[Problem statement]: Looking at the records below, please work out how many lines contain the word "giving" and give the number alone.

[Input material]:
┏━━
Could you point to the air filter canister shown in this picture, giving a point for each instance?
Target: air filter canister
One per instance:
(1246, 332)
┗━━
┏━━
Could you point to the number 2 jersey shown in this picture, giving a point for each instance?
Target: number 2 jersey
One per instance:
┗━━
[Response to this exercise]: 2